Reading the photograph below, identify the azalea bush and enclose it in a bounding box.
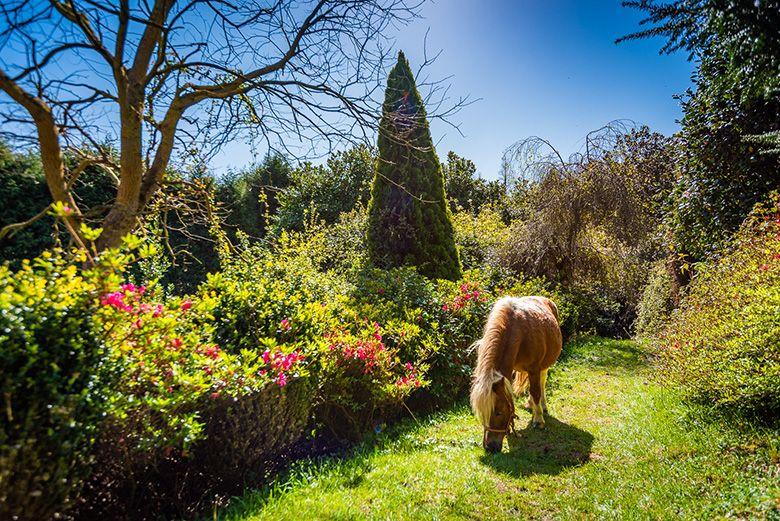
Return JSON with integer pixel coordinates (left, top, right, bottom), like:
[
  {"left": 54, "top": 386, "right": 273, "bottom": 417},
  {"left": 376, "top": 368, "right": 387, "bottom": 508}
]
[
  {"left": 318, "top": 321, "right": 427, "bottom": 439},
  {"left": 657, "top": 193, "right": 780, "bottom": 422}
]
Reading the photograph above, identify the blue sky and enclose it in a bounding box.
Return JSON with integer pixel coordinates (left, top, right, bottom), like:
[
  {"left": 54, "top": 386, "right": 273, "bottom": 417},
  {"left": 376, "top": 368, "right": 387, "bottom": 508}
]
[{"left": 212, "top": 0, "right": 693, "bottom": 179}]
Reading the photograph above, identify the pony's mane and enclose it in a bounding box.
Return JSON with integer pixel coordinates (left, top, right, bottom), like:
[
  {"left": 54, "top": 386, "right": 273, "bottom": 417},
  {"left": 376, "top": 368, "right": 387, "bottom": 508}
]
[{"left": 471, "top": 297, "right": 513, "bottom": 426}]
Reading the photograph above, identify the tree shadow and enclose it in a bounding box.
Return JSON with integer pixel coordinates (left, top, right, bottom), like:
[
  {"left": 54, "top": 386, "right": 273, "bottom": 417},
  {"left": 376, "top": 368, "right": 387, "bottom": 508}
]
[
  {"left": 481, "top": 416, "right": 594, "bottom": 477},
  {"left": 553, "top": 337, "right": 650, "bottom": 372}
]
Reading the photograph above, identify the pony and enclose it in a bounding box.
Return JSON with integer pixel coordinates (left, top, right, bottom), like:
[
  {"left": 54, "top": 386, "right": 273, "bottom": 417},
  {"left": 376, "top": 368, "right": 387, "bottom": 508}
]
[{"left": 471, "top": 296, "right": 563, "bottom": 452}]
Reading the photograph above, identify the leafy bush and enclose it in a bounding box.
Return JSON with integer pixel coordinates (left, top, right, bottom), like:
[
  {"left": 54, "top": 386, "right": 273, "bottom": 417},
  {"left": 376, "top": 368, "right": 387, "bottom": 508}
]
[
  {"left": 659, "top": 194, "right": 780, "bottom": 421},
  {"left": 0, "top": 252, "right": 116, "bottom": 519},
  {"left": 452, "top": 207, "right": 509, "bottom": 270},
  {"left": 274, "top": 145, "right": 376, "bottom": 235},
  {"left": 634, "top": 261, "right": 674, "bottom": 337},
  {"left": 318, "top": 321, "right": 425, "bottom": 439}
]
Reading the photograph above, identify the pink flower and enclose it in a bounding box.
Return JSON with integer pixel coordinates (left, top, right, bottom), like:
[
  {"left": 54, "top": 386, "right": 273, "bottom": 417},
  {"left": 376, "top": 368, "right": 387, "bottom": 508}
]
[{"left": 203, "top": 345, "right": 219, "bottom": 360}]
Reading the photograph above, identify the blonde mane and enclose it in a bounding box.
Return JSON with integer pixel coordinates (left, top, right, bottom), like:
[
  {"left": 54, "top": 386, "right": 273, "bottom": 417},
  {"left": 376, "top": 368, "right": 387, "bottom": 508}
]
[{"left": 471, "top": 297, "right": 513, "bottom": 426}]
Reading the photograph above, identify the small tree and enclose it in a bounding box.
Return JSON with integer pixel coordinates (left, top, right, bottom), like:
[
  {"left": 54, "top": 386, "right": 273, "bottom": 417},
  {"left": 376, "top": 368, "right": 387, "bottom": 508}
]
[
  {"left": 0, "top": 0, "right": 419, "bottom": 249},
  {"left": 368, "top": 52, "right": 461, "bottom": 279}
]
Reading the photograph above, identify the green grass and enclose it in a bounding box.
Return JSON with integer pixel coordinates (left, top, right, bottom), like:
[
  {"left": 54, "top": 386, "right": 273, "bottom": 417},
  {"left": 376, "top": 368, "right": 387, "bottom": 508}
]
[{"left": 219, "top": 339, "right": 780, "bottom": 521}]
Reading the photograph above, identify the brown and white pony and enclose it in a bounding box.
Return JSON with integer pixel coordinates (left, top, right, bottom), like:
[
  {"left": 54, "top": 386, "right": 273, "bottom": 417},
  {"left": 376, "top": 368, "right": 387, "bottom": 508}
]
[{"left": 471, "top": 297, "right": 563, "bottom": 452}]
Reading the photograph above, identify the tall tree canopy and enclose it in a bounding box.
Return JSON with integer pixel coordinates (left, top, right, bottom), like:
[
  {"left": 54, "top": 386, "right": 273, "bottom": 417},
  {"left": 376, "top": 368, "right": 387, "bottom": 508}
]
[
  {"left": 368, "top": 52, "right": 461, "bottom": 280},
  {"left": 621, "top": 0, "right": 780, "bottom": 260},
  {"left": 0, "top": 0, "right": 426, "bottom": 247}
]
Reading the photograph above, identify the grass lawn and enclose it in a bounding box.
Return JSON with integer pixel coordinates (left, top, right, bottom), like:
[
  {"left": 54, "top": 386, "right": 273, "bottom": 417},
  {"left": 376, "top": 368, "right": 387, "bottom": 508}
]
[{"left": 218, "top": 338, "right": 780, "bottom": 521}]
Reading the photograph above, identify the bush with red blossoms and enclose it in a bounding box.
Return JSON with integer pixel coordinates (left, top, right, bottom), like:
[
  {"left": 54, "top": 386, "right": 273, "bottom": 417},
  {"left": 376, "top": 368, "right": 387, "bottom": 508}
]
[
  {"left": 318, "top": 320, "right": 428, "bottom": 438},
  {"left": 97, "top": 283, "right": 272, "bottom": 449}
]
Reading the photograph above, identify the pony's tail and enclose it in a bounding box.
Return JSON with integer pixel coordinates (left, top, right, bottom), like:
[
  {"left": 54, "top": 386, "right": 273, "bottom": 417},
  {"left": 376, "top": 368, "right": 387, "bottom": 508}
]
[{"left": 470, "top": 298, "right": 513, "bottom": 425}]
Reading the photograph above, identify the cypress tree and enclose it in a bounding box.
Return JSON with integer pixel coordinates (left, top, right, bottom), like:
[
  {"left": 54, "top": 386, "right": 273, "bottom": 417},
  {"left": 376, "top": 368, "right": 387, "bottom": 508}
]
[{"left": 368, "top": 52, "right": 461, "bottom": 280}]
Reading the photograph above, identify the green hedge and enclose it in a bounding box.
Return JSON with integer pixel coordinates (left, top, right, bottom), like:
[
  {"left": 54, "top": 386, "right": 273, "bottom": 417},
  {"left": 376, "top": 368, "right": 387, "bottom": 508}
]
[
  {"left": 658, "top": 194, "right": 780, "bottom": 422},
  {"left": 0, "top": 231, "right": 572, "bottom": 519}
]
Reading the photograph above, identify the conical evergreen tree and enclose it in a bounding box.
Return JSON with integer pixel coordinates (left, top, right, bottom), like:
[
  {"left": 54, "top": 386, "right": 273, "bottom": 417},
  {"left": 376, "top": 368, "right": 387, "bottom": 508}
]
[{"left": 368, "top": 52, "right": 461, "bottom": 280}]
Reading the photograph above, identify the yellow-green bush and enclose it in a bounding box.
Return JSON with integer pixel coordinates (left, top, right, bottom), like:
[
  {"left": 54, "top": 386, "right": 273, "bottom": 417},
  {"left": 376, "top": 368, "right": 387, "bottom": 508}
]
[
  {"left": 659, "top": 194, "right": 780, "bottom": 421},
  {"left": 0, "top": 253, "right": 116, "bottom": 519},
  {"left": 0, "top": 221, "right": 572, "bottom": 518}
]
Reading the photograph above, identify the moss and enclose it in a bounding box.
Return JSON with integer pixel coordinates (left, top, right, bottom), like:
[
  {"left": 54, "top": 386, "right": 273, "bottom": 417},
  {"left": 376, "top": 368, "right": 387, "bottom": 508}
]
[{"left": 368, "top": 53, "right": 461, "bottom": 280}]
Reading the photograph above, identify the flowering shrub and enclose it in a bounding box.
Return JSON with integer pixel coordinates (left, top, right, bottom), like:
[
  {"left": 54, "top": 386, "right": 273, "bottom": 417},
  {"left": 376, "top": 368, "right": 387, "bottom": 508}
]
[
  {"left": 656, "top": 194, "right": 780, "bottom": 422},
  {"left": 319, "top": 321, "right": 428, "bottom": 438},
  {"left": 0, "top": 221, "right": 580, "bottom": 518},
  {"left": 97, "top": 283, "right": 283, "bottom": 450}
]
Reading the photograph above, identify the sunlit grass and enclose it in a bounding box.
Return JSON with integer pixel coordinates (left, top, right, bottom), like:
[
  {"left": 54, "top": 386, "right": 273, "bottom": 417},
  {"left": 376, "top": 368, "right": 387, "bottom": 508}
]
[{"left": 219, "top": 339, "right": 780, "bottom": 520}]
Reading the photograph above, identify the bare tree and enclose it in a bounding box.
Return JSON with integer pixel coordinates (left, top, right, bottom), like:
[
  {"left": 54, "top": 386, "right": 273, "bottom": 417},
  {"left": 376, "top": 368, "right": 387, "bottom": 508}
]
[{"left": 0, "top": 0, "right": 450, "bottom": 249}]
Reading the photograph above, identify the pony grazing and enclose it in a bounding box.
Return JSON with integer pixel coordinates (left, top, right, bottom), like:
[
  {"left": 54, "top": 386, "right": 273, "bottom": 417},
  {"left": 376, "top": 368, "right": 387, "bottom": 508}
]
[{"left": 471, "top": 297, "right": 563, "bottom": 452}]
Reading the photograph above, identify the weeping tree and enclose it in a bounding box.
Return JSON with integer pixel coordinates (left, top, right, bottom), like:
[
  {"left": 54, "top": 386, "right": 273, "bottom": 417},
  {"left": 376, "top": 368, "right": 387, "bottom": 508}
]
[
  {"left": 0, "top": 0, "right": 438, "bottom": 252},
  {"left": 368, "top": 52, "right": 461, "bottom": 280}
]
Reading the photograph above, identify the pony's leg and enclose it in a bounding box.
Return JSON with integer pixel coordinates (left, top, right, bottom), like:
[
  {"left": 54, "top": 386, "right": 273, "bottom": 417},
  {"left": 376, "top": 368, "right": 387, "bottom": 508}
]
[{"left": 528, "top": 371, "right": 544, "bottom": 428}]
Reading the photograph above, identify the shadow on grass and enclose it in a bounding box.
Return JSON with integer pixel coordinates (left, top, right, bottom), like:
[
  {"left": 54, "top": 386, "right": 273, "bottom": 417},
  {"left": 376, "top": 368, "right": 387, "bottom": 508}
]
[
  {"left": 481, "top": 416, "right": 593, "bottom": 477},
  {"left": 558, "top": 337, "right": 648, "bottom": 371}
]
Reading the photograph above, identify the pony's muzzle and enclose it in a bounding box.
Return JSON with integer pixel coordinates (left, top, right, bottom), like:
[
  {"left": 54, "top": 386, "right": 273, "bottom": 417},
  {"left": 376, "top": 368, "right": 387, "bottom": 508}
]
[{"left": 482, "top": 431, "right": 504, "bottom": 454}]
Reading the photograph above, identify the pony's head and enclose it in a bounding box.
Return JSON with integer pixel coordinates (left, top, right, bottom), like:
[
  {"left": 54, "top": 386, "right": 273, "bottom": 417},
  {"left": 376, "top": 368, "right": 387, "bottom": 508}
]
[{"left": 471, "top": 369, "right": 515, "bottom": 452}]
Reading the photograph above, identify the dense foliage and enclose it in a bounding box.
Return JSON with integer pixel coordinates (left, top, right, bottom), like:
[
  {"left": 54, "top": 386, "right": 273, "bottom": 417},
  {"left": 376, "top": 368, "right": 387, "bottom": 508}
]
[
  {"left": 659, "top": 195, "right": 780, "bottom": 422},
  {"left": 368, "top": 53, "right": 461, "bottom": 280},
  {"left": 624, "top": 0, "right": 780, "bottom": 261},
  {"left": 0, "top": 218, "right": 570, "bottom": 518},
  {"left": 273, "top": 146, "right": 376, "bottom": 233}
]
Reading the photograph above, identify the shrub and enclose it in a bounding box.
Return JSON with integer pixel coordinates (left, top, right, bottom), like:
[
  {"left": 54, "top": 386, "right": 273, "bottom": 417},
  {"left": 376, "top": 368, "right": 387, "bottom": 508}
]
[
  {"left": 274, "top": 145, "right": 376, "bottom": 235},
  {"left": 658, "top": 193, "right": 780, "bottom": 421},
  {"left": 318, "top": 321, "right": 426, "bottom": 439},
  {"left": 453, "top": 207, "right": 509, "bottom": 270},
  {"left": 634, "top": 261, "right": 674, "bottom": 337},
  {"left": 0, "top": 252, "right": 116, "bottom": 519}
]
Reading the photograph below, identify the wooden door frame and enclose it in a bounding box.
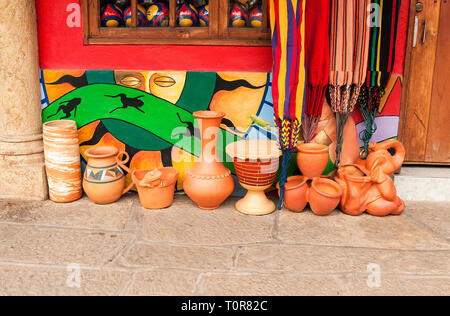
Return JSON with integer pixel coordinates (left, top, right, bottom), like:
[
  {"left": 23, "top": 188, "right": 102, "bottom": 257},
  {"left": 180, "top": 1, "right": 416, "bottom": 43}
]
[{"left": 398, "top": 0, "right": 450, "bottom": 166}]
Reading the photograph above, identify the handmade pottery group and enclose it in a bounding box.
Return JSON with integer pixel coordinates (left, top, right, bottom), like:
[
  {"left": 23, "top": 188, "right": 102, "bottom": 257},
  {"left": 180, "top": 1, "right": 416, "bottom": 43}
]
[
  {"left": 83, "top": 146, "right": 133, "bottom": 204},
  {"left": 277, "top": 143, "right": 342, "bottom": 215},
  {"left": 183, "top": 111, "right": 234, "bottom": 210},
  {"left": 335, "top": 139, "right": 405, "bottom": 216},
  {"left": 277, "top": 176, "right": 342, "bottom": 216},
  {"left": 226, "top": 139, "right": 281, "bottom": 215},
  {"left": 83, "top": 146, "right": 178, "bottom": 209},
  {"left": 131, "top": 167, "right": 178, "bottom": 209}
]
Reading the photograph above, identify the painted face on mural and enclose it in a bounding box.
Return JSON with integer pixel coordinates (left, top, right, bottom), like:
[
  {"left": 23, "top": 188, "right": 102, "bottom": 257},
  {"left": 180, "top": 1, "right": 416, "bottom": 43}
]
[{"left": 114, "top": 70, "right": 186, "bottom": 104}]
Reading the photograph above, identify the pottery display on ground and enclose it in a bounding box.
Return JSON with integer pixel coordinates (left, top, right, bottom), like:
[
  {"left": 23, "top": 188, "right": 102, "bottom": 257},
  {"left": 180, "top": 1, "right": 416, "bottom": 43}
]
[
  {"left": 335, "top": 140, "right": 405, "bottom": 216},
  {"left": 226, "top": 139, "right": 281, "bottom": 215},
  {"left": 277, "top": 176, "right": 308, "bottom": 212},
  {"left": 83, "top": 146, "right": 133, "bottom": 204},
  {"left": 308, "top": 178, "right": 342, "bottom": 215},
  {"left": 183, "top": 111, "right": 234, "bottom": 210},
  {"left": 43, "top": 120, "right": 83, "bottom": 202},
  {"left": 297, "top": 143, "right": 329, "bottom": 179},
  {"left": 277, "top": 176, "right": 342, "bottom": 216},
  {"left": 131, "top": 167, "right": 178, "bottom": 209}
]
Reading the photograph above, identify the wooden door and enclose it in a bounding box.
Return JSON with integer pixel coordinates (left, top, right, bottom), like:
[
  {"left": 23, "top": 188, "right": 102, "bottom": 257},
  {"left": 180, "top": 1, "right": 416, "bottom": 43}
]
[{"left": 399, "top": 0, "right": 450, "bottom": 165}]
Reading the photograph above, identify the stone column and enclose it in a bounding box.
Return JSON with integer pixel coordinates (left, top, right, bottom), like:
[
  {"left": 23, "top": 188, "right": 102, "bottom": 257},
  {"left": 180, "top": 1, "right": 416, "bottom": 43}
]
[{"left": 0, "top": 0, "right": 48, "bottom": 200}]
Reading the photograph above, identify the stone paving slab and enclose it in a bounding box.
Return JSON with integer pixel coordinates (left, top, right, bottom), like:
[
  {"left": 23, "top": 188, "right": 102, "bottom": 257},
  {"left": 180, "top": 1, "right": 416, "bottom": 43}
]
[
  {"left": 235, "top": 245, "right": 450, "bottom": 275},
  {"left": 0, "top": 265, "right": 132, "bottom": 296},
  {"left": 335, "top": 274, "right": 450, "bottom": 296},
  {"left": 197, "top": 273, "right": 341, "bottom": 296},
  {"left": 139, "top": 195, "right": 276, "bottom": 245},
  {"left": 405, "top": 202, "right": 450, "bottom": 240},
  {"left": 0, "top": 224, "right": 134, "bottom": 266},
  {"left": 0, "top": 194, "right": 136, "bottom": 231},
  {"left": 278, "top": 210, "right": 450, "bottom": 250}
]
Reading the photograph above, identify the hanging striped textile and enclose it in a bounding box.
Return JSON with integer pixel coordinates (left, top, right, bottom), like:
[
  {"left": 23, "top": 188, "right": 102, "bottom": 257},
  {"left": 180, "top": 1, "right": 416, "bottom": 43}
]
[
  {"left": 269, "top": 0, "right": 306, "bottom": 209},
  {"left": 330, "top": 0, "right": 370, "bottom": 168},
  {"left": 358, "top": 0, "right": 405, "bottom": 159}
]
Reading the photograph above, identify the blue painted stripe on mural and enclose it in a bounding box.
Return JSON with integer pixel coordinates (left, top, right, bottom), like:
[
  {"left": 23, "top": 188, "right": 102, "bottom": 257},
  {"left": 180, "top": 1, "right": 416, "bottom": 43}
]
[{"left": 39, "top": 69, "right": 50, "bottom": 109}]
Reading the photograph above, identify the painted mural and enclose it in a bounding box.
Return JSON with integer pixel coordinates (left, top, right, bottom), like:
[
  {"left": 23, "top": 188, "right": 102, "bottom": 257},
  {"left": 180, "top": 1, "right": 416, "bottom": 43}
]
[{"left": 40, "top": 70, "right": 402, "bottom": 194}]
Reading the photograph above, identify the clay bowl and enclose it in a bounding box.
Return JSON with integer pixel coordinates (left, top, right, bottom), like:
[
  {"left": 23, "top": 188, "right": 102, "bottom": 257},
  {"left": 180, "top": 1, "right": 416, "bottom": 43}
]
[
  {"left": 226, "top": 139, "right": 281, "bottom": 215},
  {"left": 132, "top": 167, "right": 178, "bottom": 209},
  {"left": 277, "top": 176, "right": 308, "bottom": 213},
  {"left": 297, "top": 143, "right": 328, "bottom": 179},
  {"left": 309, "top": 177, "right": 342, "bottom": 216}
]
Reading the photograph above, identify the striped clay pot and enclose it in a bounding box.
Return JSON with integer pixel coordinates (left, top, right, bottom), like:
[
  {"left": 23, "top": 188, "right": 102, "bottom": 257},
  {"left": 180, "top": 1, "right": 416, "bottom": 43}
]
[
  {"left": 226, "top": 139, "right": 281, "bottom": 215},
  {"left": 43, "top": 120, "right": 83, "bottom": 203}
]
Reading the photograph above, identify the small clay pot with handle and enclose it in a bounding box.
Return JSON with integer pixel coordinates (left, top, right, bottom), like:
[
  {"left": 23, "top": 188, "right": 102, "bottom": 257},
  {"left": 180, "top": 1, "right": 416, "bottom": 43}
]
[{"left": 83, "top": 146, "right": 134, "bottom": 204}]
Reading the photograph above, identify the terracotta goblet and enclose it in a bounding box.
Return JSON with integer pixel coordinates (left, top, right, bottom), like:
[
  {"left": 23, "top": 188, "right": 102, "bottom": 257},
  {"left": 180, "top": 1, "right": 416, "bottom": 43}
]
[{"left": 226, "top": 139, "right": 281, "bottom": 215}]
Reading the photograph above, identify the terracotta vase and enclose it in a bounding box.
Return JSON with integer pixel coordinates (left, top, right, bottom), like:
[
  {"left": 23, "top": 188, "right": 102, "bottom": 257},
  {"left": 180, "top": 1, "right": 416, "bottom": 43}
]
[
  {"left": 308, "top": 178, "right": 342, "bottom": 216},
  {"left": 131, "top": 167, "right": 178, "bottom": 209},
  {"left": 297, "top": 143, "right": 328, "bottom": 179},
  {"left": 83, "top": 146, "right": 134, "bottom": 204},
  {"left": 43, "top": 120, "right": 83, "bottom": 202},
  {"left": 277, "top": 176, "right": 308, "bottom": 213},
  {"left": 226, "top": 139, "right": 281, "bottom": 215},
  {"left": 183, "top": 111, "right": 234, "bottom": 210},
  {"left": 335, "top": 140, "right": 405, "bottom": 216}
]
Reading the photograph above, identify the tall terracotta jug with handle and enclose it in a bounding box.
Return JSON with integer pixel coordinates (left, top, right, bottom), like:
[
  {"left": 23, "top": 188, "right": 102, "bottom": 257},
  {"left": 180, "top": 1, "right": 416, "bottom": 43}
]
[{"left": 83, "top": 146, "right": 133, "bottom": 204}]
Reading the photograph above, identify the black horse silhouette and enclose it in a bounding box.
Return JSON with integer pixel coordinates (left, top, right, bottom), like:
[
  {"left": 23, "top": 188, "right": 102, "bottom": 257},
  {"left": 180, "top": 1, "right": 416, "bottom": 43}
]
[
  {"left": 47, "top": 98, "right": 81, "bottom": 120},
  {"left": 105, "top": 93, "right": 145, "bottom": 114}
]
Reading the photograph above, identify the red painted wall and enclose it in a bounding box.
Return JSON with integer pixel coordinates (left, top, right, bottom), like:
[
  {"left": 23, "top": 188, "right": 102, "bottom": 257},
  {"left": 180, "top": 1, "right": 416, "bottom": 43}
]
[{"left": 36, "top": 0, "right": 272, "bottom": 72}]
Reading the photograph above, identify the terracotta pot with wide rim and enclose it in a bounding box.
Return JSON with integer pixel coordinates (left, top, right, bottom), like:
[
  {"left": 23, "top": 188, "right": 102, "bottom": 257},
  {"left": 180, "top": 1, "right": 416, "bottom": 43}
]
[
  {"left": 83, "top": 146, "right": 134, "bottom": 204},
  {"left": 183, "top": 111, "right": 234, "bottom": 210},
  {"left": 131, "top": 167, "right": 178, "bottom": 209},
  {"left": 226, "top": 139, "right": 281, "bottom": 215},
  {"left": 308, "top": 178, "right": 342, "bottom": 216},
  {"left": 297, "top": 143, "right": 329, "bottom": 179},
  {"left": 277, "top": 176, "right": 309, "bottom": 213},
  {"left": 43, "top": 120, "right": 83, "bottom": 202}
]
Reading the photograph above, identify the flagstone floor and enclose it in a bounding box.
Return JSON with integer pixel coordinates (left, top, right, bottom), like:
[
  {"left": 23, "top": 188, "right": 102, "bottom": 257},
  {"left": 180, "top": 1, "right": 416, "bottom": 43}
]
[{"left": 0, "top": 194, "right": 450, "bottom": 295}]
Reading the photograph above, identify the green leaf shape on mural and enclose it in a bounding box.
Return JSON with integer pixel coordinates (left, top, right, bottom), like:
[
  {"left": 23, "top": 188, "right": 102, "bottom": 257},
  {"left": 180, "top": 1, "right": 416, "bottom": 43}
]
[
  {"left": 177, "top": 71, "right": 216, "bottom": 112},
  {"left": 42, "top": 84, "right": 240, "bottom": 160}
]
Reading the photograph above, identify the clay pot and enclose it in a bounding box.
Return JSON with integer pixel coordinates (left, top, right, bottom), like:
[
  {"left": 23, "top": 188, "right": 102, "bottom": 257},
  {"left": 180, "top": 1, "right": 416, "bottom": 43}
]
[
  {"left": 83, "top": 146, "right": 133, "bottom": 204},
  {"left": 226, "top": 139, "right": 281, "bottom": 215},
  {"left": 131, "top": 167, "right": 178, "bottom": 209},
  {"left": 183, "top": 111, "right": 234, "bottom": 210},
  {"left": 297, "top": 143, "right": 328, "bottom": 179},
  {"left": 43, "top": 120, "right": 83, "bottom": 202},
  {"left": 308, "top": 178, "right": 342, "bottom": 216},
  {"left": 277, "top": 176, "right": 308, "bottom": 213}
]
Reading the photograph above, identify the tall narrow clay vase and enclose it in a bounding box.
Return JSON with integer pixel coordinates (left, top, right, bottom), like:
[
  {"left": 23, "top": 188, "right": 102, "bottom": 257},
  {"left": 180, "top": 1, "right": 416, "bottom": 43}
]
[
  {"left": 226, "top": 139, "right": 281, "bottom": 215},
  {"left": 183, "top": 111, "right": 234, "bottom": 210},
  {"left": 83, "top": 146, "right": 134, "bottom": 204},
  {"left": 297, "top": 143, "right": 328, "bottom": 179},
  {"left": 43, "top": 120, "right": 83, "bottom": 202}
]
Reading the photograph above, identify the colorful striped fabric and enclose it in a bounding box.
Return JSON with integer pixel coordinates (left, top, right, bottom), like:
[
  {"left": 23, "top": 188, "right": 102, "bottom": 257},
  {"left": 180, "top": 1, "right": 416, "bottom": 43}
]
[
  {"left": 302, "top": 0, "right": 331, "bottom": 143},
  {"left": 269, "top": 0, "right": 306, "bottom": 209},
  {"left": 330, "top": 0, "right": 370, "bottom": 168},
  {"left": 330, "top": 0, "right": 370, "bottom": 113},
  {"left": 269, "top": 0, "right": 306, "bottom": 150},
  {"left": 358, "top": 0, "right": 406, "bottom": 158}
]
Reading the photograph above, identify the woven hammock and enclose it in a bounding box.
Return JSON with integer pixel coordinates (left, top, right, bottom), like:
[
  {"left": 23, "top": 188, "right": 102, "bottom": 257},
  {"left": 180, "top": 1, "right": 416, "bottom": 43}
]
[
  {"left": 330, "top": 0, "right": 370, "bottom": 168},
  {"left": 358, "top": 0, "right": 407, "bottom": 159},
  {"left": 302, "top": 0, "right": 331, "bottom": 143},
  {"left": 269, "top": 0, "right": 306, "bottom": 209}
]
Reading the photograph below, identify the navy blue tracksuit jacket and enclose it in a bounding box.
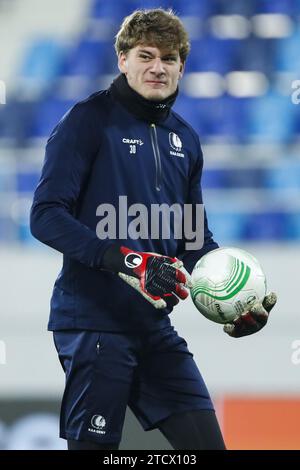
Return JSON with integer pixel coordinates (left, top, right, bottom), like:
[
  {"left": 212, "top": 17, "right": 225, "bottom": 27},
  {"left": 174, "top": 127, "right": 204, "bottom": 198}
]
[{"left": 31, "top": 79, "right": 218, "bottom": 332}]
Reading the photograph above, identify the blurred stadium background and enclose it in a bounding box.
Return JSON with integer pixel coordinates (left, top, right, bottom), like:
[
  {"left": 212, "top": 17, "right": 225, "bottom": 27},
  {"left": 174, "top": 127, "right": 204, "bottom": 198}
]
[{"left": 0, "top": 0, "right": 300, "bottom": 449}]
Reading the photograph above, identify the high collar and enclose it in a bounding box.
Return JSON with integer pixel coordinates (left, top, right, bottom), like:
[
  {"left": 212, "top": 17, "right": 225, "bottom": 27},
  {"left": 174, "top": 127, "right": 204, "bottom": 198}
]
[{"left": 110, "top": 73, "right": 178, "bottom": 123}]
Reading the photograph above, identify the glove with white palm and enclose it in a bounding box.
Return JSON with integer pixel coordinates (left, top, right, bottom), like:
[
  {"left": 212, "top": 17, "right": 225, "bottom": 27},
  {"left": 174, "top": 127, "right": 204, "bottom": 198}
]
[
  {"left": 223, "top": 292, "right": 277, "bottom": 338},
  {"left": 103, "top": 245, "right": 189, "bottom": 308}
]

☆ ☆ ☆ ☆ ☆

## Work to do
Return the data above verbatim, starting at the line that contains "Reading the photograph above, identify the high" and continuing through the final line of the data.

## Solution to this task
Reading the photograph above, identify the high collar and enclose it in a bounding box.
Return JSON with integer pixel coordinates (left, top, right, bottom), like:
[
  {"left": 212, "top": 17, "right": 225, "bottom": 27},
  {"left": 174, "top": 127, "right": 204, "bottom": 198}
]
[{"left": 110, "top": 73, "right": 178, "bottom": 123}]
Reading the photograph above, identify the glove with white palm and enclose it in a bounding box.
Return JSON with integer pixel coordinates (left, top, right, bottom), like:
[
  {"left": 212, "top": 17, "right": 225, "bottom": 27},
  {"left": 174, "top": 127, "right": 204, "bottom": 198}
]
[
  {"left": 223, "top": 292, "right": 277, "bottom": 338},
  {"left": 103, "top": 245, "right": 189, "bottom": 308}
]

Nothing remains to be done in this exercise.